SHORT EXERCISE.
Rewrite the records below, from the start through the line containing "145 11 281 80", as a numbered list with blank lines left out.

DATA LISTING.
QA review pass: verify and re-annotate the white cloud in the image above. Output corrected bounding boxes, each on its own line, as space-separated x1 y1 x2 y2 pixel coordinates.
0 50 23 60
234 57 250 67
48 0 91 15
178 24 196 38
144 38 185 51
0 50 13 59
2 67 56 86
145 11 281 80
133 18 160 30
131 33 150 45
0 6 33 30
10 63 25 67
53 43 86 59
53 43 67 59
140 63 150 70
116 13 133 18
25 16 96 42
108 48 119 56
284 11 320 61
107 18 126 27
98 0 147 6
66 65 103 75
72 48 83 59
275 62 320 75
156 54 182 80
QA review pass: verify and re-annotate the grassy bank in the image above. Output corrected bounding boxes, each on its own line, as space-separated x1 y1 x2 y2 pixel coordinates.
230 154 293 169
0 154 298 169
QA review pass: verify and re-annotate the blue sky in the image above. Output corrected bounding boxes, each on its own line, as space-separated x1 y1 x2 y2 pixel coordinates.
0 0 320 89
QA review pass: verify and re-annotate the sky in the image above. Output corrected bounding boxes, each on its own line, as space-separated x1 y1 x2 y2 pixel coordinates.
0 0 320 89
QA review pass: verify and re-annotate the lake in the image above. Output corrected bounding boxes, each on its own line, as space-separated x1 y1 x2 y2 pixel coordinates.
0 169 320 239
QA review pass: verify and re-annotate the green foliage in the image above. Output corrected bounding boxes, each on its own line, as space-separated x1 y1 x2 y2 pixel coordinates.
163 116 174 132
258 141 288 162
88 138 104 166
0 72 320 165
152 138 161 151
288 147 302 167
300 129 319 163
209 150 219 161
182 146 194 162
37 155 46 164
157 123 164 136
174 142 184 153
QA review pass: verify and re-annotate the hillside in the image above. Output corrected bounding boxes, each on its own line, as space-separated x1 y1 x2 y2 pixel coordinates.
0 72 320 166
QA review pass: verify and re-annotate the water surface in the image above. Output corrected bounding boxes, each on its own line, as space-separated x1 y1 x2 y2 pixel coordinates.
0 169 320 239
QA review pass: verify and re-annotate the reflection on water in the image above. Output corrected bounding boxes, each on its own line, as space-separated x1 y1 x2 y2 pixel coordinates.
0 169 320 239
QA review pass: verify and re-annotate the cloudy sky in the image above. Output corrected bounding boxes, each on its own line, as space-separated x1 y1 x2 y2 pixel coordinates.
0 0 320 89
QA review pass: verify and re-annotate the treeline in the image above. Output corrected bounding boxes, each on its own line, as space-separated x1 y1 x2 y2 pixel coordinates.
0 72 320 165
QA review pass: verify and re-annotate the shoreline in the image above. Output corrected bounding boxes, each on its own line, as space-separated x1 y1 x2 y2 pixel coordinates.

TASK ANSWER.
1. QA review pass: verify and re-annotate the white cloud in the image above. Output corrected bounding boxes, each on its own line, as space-separated x1 y1 x2 y2 pixel coordinates.
2. 0 50 23 60
3. 234 57 250 67
4. 48 0 91 15
5. 178 24 196 38
6. 144 38 185 51
7. 0 50 13 59
8. 2 67 56 86
9. 145 11 281 80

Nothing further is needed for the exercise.